• Supplied passage:
□ □ □ □ □ □ □

BY JIM GREEN
Forests and farmland eaten up, watersheds paved over, noise and air pollution from road traffic — a seemingly endless list of problems confronts the 2.85 billion people who reside in urban agglomerations. And the problem is rapidly growing: four times as many people live in cities as in 1950.
City Limits, written by Molly O'Meara Sheehan from the United States-based Worldwatch Institute, analyses the inter-related social and environmental problems associated with urban sprawl.
In large part as a result of urban sprawl, road transportation has become the fastest growing source of greenhouse gases — worldwide, the share of carbon dioxide emissions from transportation climbed from 17% in 1971 to 23% in 1997. This increase was mainly due to road traffic — cars accounted for 58% of carbon dioxide emissions from transportation in 1990, 73% in 1997.
Globally, traffic accidents kill close to one million people annually. In some countries, air pollution kills more people than traffic accidents (about twice as many in Austria, France and Switzerland).
City Limits draws data from numerous countries, but the US data is the most striking. A 1999 survey of 68 US cities found that traffic delays led to 4.5 billion hours of extra travel time and 6.8 billion gallons of fuel burned in traffic delays, costing these cities $78 billion in 1999 alone, while on average parents spend twice as much time in the car as they do with their children each day.
Between 1988 and 1999, the US spent more than six times more on highways than it did on public transportation. Half of all households in US cities in 1990 were not within walking distance of a public transportation route. Consequently, the US consumes 43% of world's gasoline production to propel less than 5% of the world's population.
Sheehan also addresses some less obvious effects of urban sprawl. For example, it partly explains the fall in participation in US presidential elections by about 25% from 1960-96, and the fall of 35% in the number of people who attended a public meeting on town or school affairs between 1974-98.
Auto companies have responded to flat sales in established markets by targeting "emerging markets". Central and eastern Europe is home to 45% of the world's light rail systems, but those rail systems are being replaced by roads and cars. From 1990-96, a quarter of Hungarian towns lost their public transportation systems. In the Czech Republic, car use surged and public transport use fell as the number of suburban hypermarkets ballooned from one to 53 from 1997-2000.
In numerous cities, authorities have discouraged or even banned bicycles and other human-powered means of transportation to free up space for cars.

□ □ □ □ □ □ □

Data entries:

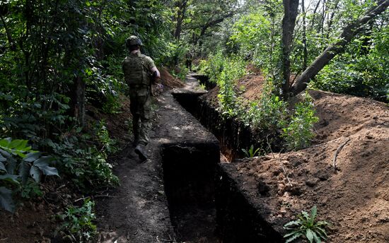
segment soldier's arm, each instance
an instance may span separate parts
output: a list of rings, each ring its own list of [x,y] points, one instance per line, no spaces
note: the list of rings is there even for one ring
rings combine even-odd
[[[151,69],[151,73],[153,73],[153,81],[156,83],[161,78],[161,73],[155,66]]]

□ □ □ □ □ □ □

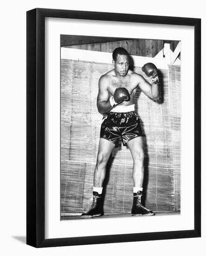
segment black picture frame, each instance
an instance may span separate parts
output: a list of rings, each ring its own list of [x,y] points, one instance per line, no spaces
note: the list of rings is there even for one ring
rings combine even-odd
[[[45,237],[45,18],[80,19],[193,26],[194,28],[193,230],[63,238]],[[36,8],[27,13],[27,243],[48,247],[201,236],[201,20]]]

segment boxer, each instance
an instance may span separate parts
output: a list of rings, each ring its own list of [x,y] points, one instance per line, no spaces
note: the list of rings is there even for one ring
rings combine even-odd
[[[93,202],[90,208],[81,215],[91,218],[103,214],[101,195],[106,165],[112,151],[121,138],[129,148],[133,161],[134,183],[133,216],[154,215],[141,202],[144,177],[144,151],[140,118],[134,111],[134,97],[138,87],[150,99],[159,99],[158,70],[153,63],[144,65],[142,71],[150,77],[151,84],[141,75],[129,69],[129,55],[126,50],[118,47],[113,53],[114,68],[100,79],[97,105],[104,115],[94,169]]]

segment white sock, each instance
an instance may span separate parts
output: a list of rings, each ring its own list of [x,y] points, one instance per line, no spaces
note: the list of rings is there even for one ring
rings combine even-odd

□ □ □ □ □ □ □

• Written instruction 1: Set down the passage from the City Limits review above, starting at "City Limits, written" and ending at "73% in 1997.".
• Written instruction 2: Turn the paragraph of the City Limits review that begins "Between 1988 and 1999" into a short bulleted list that keeps its main facts.
• Written instruction 3: Please carry the City Limits review forward from its final sentence.

• Final answer 1:
City Limits, written by Molly O'Meara Sheehan from the United States-based Worldwatch Institute, analyses the inter-related social and environmental problems associated with urban sprawl.
In large part as a result of urban sprawl, road transportation has become the fastest growing source of greenhouse gases — worldwide, the share of carbon dioxide emissions from transportation climbed from 17% in 1971 to 23% in 1997. This increase was mainly due to road traffic — cars accounted for 58% of carbon dioxide emissions from transportation in 1990, 73% in 1997.

• Final answer 2:
- From 1988 to 1999, the US spent more than six times as much on highways as on public transportation.
- In 1990, half of all households in US cities were not within walking distance of a public transportation route.
- As a result, the US consumes 43% of the world's gasoline production to move less than 5% of the world's population.

• Final answer 3:
Political dimensions
Sheehan is alert to the political dimensions of the problems. Oil and tyre companies, car makers, road builders, and real estate developers are the major culprits. Globally, car companies spent US$24 billion on advertising in 1998 — more than any other industry — to convince people that sprawling development enhances freedom and prosperity.
The political machinery conspires with big business. Transportation agencies reward officials for building more roads. Zoning laws often segregate stores and other businesses from homes, making cars virtually essential. Various taxes and subsidies hide the true cost of sprawl.
Legal "bribes" in the form of campaign contributions — in the 2000 US congressional elections, industries with a stake in transportation and land use decisions coughed up $218 million, 17% of the total donated by major industry groups — and illegal bribes oil the wheels of urban sprawl.
The wealthy try to keep the poor out of their communities by spurning links to region-wide public transportation and by passing "snob zoning" laws that forbid the type of housing that lower- or middle-income people could afford. In the US city of Atlanta, public transport does not extend to three of the five counties in which employment is concentrated.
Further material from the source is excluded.